ASSIGNMENT A: Count the lines of the records that contain the string "positive", and give only that number.

TEXT UNDER STUDY:
——————

Powell says farmers are either forced to expand or support their families with another job and be part-time farmers. He raises winter wheat during the winter months and says growing year-round is the only way to survive in the industry.

"You have to be big enough to stay competitive," he says.

But he also explains how that type of expansion can open a farm up to risk.

"It wouldn't take that much of a bad crop to get to the point where you couldn't sustain it anymore," he says.

Drew Sherman, insurance agent at W.E. Walker Lakenan LLC, says farming is just like any other industry: things go wrong.

"Maybe it's a windstorm that damages a tractor or maybe it's crop insurance," he says. "It's not uncommon to have a claim every three years, maybe less. It depends on the size of the farm."

Sherman also says farmers often absorb a loss instead of filing an insurance claim so they don't risk losing eligibility for insurance. Inexperienced farmers are often eligible for coverage, but aren't going to get as good of a rate as someone with a bigger account and 20 years in the business.

——————

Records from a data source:
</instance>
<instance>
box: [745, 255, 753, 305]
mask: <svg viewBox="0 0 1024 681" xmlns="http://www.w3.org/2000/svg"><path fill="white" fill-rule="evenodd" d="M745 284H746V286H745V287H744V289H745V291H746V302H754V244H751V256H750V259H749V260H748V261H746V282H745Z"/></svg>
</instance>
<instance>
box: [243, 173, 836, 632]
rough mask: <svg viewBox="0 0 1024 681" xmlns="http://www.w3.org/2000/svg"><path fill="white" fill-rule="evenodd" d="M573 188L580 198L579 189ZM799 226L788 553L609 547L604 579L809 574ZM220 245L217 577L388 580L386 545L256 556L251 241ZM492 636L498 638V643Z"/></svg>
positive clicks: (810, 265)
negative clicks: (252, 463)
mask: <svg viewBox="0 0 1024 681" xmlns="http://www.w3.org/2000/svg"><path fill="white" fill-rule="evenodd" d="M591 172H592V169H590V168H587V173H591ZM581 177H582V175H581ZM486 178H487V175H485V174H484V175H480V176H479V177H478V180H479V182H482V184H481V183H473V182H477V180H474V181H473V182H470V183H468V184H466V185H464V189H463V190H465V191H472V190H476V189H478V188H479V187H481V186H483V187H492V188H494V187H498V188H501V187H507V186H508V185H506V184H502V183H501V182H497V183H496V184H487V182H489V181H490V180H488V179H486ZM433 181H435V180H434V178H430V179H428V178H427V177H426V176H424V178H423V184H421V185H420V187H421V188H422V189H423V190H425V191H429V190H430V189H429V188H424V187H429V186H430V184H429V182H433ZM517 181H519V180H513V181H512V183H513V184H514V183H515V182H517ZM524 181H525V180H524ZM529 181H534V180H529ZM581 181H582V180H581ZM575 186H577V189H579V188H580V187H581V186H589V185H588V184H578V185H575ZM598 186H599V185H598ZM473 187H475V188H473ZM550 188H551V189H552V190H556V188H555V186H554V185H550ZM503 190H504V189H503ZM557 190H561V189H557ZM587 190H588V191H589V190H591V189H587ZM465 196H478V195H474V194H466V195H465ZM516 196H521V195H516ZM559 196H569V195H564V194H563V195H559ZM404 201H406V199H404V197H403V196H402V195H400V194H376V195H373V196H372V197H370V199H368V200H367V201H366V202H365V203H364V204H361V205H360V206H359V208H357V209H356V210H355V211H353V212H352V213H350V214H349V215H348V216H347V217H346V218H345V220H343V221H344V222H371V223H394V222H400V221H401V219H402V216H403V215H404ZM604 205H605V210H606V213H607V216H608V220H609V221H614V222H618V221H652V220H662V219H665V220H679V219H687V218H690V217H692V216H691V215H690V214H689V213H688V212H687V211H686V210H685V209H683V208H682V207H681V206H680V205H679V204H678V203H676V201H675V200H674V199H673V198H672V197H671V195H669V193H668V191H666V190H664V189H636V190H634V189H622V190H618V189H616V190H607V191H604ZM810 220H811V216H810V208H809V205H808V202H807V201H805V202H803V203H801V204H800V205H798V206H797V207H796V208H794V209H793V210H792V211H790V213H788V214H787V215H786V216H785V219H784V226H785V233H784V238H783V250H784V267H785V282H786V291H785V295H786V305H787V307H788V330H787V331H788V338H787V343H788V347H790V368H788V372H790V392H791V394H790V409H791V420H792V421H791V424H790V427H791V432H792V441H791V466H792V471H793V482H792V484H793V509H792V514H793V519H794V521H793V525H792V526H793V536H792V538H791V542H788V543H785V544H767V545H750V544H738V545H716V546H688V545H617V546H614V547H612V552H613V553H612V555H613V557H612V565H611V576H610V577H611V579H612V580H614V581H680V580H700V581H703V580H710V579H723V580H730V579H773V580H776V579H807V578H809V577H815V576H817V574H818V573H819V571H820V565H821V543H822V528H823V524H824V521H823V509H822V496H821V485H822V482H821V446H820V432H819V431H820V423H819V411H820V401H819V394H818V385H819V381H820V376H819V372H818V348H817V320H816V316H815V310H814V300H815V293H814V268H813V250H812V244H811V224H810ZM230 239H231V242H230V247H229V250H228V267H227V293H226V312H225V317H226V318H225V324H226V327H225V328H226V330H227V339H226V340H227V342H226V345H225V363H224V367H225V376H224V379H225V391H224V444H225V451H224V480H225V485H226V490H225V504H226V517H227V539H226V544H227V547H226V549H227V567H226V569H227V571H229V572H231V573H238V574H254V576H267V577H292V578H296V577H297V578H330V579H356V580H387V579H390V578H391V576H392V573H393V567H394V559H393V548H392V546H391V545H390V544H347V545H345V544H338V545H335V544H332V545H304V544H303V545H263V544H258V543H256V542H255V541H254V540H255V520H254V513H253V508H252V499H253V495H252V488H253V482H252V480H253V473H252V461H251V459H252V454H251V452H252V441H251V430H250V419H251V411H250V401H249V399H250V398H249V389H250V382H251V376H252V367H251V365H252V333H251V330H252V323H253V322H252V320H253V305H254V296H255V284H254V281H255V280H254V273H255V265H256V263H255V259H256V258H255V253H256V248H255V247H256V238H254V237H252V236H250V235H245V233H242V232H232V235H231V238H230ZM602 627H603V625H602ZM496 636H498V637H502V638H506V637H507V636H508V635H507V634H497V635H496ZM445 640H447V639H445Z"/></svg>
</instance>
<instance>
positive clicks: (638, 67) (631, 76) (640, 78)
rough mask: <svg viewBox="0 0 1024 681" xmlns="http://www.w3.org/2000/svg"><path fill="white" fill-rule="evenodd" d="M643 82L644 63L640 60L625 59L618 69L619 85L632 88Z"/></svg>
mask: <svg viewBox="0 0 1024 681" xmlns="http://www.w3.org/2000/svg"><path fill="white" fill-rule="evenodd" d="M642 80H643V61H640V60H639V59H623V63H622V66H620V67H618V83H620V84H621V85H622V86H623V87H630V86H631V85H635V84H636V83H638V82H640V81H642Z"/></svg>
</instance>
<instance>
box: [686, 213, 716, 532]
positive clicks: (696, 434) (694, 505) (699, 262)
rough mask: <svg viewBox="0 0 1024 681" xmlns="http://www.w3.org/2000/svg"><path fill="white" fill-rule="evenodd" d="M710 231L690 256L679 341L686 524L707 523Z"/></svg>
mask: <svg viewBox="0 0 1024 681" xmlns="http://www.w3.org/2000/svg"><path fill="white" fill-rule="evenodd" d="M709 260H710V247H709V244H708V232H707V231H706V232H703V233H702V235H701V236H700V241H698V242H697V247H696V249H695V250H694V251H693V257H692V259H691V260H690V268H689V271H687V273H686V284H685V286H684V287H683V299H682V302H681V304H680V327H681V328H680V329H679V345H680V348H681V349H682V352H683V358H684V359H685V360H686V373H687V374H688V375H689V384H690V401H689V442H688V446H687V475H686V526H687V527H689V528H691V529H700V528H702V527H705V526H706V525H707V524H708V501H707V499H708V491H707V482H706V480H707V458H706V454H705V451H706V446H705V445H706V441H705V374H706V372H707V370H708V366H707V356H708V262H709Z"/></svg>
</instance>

——————

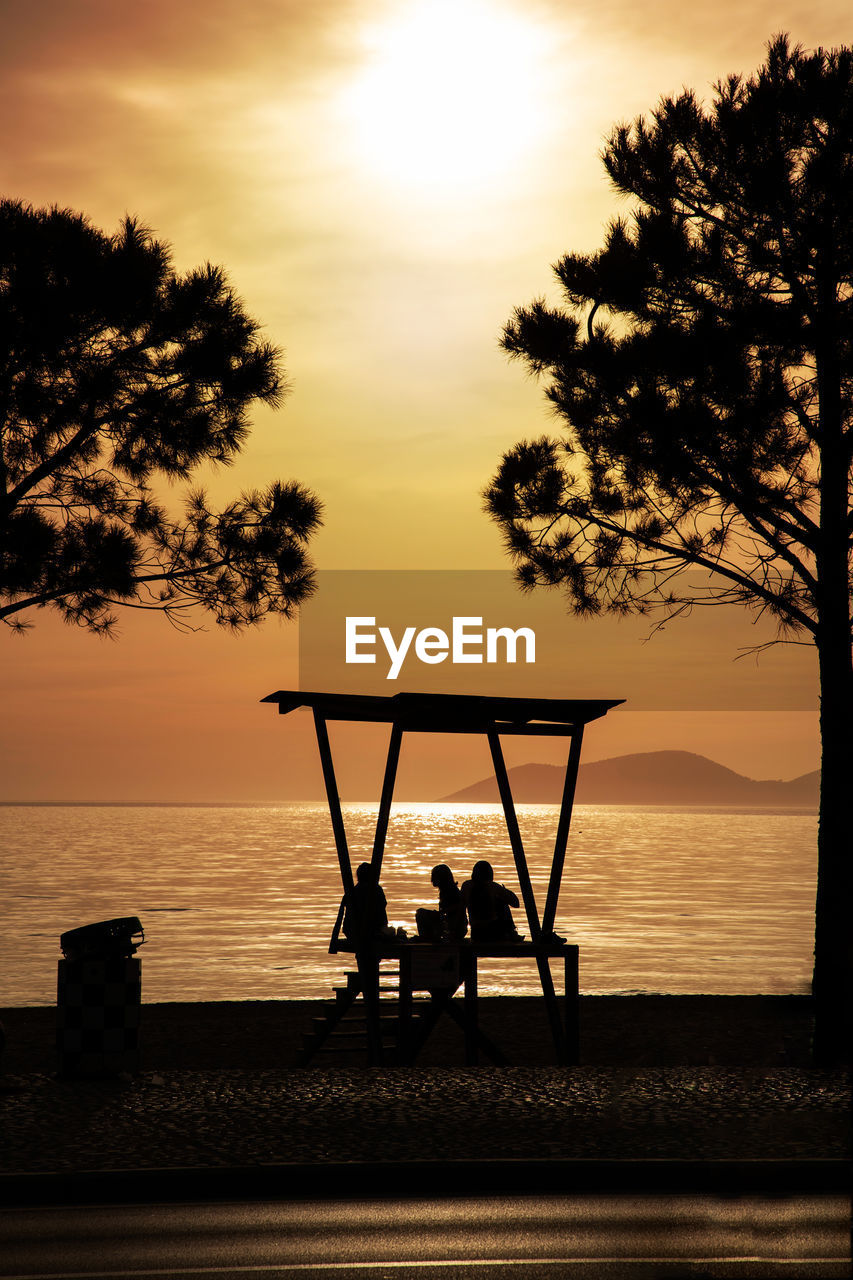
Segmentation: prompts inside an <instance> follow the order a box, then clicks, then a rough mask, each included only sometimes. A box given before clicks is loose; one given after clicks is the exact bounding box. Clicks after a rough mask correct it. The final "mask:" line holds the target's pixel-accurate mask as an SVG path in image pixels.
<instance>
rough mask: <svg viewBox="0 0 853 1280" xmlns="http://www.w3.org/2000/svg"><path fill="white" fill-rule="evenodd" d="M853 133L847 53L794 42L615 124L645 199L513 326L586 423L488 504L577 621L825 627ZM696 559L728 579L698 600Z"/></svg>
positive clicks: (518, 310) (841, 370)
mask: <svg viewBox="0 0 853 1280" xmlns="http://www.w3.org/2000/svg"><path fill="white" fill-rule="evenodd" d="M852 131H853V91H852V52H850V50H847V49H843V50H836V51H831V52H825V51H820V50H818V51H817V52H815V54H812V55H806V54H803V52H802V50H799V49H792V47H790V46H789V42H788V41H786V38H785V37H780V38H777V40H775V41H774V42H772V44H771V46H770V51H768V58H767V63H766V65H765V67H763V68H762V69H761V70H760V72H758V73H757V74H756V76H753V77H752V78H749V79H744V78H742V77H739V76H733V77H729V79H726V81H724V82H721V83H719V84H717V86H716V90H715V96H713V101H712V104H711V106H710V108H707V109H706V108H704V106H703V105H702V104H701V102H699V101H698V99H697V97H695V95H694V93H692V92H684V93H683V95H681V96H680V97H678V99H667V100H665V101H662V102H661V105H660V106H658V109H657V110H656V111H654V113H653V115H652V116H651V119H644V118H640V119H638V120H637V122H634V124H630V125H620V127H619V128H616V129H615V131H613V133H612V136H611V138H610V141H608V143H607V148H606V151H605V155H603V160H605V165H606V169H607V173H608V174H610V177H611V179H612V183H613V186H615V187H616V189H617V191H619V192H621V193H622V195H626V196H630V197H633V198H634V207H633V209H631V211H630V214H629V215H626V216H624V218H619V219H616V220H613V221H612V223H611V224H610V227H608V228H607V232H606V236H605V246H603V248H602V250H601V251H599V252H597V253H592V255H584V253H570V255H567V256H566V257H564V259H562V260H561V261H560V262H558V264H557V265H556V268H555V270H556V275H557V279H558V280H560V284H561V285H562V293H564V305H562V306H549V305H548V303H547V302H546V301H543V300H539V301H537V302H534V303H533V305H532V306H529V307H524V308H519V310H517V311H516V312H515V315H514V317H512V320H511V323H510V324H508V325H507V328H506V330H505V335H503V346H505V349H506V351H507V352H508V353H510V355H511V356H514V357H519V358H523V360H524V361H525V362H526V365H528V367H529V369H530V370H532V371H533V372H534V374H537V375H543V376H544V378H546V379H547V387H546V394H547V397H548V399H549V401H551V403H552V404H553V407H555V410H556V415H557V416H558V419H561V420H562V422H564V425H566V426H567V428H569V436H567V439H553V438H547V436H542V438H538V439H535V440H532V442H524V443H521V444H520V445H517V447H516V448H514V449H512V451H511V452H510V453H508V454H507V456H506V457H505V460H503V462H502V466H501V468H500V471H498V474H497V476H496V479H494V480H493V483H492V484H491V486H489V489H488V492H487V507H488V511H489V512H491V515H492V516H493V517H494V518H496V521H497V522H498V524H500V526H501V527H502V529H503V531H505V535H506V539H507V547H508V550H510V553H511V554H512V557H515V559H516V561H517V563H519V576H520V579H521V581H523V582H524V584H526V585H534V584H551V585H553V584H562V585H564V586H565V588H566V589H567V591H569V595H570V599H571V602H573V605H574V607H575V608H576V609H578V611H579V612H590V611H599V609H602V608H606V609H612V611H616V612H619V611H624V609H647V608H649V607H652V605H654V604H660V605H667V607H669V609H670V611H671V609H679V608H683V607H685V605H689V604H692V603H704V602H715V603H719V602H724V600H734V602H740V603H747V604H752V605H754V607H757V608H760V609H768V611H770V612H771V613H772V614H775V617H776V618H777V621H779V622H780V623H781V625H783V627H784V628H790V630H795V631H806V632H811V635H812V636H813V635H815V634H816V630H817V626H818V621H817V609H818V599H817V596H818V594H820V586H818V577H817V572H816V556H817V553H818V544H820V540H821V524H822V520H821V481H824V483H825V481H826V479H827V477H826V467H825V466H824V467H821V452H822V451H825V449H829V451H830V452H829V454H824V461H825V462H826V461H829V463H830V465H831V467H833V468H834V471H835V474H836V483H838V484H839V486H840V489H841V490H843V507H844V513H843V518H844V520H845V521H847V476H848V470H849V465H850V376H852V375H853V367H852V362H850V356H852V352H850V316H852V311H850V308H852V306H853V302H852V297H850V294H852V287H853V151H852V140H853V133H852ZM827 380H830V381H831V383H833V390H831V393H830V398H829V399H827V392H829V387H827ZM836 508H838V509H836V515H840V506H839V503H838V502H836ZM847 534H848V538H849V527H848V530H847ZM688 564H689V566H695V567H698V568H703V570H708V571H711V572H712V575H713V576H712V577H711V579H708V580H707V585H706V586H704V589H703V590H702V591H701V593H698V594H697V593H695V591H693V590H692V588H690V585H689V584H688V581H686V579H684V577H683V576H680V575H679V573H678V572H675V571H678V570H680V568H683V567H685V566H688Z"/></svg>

——————

ASSIGNMENT B: For each statement below, indicate yes or no according to whether it agrees with the farming article, and quote the exact words of the article that decide it: (i) Powell grows winter wheat during the winter months; (ii) Sherman describes a claim every three years as uncommon; (iii) inexperienced farmers are generally ineligible for coverage.

RESPONSE A: 4

RESPONSE B:
(i) Yes: "He raises winter wheat during the winter months"
(ii) No: "It's not uncommon to have a claim every three years, maybe less."
(iii) No: "Inexperienced farmers are often eligible for coverage"